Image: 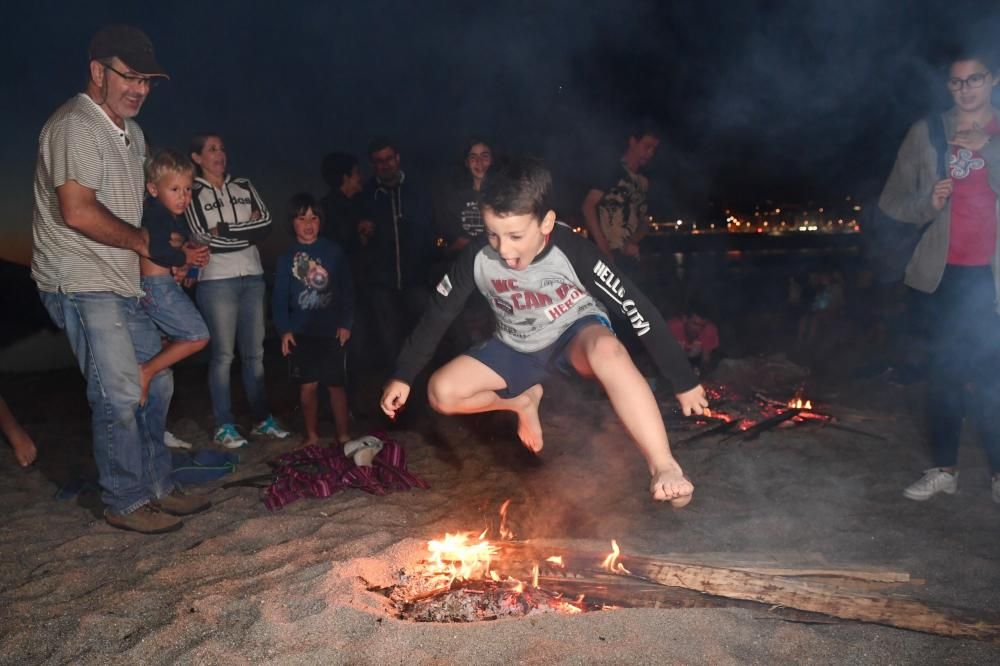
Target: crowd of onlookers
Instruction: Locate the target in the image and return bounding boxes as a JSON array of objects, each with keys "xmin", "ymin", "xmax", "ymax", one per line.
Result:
[{"xmin": 9, "ymin": 25, "xmax": 1000, "ymax": 532}]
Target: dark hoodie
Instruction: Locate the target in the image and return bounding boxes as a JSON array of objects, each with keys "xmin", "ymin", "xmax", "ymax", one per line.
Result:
[{"xmin": 358, "ymin": 173, "xmax": 434, "ymax": 291}]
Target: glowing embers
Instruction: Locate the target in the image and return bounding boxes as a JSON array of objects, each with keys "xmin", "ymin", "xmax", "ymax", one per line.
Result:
[{"xmin": 379, "ymin": 500, "xmax": 628, "ymax": 622}]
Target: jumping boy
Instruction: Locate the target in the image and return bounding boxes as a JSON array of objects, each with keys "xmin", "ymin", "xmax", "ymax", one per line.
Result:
[
  {"xmin": 271, "ymin": 193, "xmax": 354, "ymax": 445},
  {"xmin": 382, "ymin": 159, "xmax": 708, "ymax": 507},
  {"xmin": 139, "ymin": 149, "xmax": 209, "ymax": 404}
]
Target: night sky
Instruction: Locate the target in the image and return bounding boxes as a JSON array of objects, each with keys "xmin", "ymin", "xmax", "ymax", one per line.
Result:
[{"xmin": 0, "ymin": 0, "xmax": 1000, "ymax": 262}]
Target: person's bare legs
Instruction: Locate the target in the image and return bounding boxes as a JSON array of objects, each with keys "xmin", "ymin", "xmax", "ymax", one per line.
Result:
[
  {"xmin": 327, "ymin": 386, "xmax": 351, "ymax": 444},
  {"xmin": 299, "ymin": 382, "xmax": 319, "ymax": 446},
  {"xmin": 566, "ymin": 324, "xmax": 694, "ymax": 507},
  {"xmin": 427, "ymin": 355, "xmax": 544, "ymax": 453},
  {"xmin": 0, "ymin": 398, "xmax": 38, "ymax": 467},
  {"xmin": 139, "ymin": 338, "xmax": 208, "ymax": 405}
]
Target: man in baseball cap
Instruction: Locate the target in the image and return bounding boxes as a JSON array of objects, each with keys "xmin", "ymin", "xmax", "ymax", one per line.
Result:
[{"xmin": 31, "ymin": 25, "xmax": 209, "ymax": 534}]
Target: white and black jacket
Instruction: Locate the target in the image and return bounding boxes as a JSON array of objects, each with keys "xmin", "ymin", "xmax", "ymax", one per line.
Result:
[
  {"xmin": 187, "ymin": 175, "xmax": 271, "ymax": 254},
  {"xmin": 393, "ymin": 223, "xmax": 698, "ymax": 393}
]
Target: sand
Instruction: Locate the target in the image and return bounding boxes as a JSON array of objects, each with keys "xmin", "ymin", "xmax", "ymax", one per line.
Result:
[{"xmin": 0, "ymin": 366, "xmax": 1000, "ymax": 664}]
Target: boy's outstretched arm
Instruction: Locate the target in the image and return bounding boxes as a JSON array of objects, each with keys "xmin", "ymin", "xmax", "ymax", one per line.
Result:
[{"xmin": 553, "ymin": 225, "xmax": 708, "ymax": 404}]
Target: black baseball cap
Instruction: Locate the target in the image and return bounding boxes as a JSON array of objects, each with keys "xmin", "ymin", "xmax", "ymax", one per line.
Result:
[{"xmin": 88, "ymin": 24, "xmax": 170, "ymax": 79}]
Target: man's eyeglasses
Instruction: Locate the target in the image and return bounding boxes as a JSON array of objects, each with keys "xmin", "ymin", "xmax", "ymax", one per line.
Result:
[
  {"xmin": 103, "ymin": 63, "xmax": 159, "ymax": 89},
  {"xmin": 948, "ymin": 72, "xmax": 990, "ymax": 92}
]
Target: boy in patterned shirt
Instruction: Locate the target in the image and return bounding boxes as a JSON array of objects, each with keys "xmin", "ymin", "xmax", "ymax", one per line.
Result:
[
  {"xmin": 382, "ymin": 159, "xmax": 708, "ymax": 500},
  {"xmin": 271, "ymin": 193, "xmax": 354, "ymax": 446}
]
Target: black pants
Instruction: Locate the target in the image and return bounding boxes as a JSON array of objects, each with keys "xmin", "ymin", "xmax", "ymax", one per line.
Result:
[{"xmin": 927, "ymin": 266, "xmax": 1000, "ymax": 474}]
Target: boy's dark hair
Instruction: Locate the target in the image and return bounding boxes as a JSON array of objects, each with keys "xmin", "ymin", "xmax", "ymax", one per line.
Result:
[
  {"xmin": 479, "ymin": 157, "xmax": 552, "ymax": 222},
  {"xmin": 287, "ymin": 192, "xmax": 325, "ymax": 236},
  {"xmin": 143, "ymin": 148, "xmax": 194, "ymax": 183},
  {"xmin": 462, "ymin": 134, "xmax": 493, "ymax": 160},
  {"xmin": 368, "ymin": 136, "xmax": 399, "ymax": 157},
  {"xmin": 320, "ymin": 153, "xmax": 358, "ymax": 190}
]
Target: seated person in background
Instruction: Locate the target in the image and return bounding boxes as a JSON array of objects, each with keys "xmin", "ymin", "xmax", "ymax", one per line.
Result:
[{"xmin": 667, "ymin": 301, "xmax": 719, "ymax": 372}]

Goal:
Make an exact copy of every entry above, minus the images.

Full response:
Image: 
Target: crowd of onlookers
Instruction: Locate the target in the image and return bounding boxes as a JSON array of objects, each with keys "xmin", "ymin", "xmax", "ymax", one per line.
Result:
[{"xmin": 9, "ymin": 25, "xmax": 1000, "ymax": 532}]
Target: dark hoodie
Instruction: Locate the target in the image and return bounding boxes as a JSON array of objects, each with keys "xmin", "ymin", "xmax", "ymax", one per line.
Result:
[{"xmin": 358, "ymin": 173, "xmax": 434, "ymax": 291}]
Target: glowing embers
Instruction: Locate the target in the image and return bounding boxes as a JSON array of objects, each with keys "xmin", "ymin", "xmax", "ymax", one per line.
Result:
[{"xmin": 379, "ymin": 500, "xmax": 628, "ymax": 622}]
Target: jumping boy
Instruction: Locate the target in the image and return bounding boxes as a JSON array of objects, each with keys "xmin", "ymin", "xmax", "ymax", one per line.
Result:
[
  {"xmin": 271, "ymin": 193, "xmax": 354, "ymax": 445},
  {"xmin": 382, "ymin": 159, "xmax": 708, "ymax": 507},
  {"xmin": 139, "ymin": 149, "xmax": 209, "ymax": 404}
]
Target: night sky
Instruction: Locate the target in the image and return bounding boxes as a JSON array of objects, each with keys "xmin", "ymin", "xmax", "ymax", one per line.
Result:
[{"xmin": 0, "ymin": 0, "xmax": 1000, "ymax": 262}]
Target: person's bare legs
Instruction: Locate the target in the image and return bounding boxes as a JSON array of objects, each with keys "xmin", "ymin", "xmax", "ymax", one per line.
Result:
[
  {"xmin": 327, "ymin": 386, "xmax": 351, "ymax": 444},
  {"xmin": 299, "ymin": 382, "xmax": 319, "ymax": 446},
  {"xmin": 566, "ymin": 324, "xmax": 694, "ymax": 507},
  {"xmin": 427, "ymin": 355, "xmax": 544, "ymax": 453},
  {"xmin": 0, "ymin": 398, "xmax": 38, "ymax": 467},
  {"xmin": 139, "ymin": 338, "xmax": 208, "ymax": 405}
]
Target: man in baseball cap
Instruction: Locate the target in the image and return bounding boxes as a JSON array of objects, each with keys "xmin", "ymin", "xmax", "ymax", one per line.
Result:
[{"xmin": 31, "ymin": 25, "xmax": 209, "ymax": 534}]
Target: white and black jacket
Instruction: Locate the target in the image and return bounding boxes as a JSON array of objects, each with keys "xmin", "ymin", "xmax", "ymax", one per line.
Result:
[
  {"xmin": 187, "ymin": 175, "xmax": 271, "ymax": 254},
  {"xmin": 393, "ymin": 223, "xmax": 698, "ymax": 393}
]
Target: sand
Instruction: Locate the target in the image and return bounding boxes as a JSON array of objects, each with keys "xmin", "ymin", "xmax", "ymax", one per line.
Result:
[{"xmin": 0, "ymin": 366, "xmax": 1000, "ymax": 664}]
Target: boy's outstretched arm
Instruction: Locate the target in the image and return bounding boxes as a JSON array of objects, each with keys "xmin", "ymin", "xmax", "ymax", one per line.
Result:
[{"xmin": 553, "ymin": 225, "xmax": 708, "ymax": 404}]
Target: black baseball cap
Instruction: Locate the target in the image and return bounding boxes as a JSON array of objects, each with keys "xmin", "ymin", "xmax", "ymax", one per line.
Result:
[{"xmin": 88, "ymin": 24, "xmax": 170, "ymax": 79}]
Target: man's eyeglasses
Instruction: Locate the target in the image and return bounding boxes as a JSON array of objects, each with keys "xmin", "ymin", "xmax", "ymax", one per line.
Result:
[
  {"xmin": 103, "ymin": 63, "xmax": 159, "ymax": 89},
  {"xmin": 948, "ymin": 72, "xmax": 990, "ymax": 92}
]
Target: boy in patterned shirt
Instruction: Locate the target in the image and return bounding boxes as a JSON array of objects, each with keys "xmin", "ymin", "xmax", "ymax", one per line.
Result:
[
  {"xmin": 382, "ymin": 159, "xmax": 708, "ymax": 500},
  {"xmin": 271, "ymin": 193, "xmax": 354, "ymax": 446}
]
Target: black pants
Instruction: Locate the target in the image and return bounding boxes as a JSON array of objects, each with keys "xmin", "ymin", "xmax", "ymax", one per line.
Result:
[{"xmin": 927, "ymin": 266, "xmax": 1000, "ymax": 474}]
Target: boy's dark hair
Instruction: Locate the target in the image and return bounding boxes as a JSON array of objects, each with keys "xmin", "ymin", "xmax", "ymax", one per line.
Result:
[
  {"xmin": 479, "ymin": 157, "xmax": 552, "ymax": 222},
  {"xmin": 287, "ymin": 192, "xmax": 325, "ymax": 236},
  {"xmin": 143, "ymin": 148, "xmax": 194, "ymax": 183},
  {"xmin": 462, "ymin": 134, "xmax": 493, "ymax": 160},
  {"xmin": 368, "ymin": 136, "xmax": 399, "ymax": 157},
  {"xmin": 320, "ymin": 153, "xmax": 358, "ymax": 190}
]
Target: seated person in background
Instruction: Locate the target in the image and return bounding boxes as a JSON array of objects, each with keys "xmin", "ymin", "xmax", "ymax", one per line.
Result:
[{"xmin": 667, "ymin": 301, "xmax": 719, "ymax": 372}]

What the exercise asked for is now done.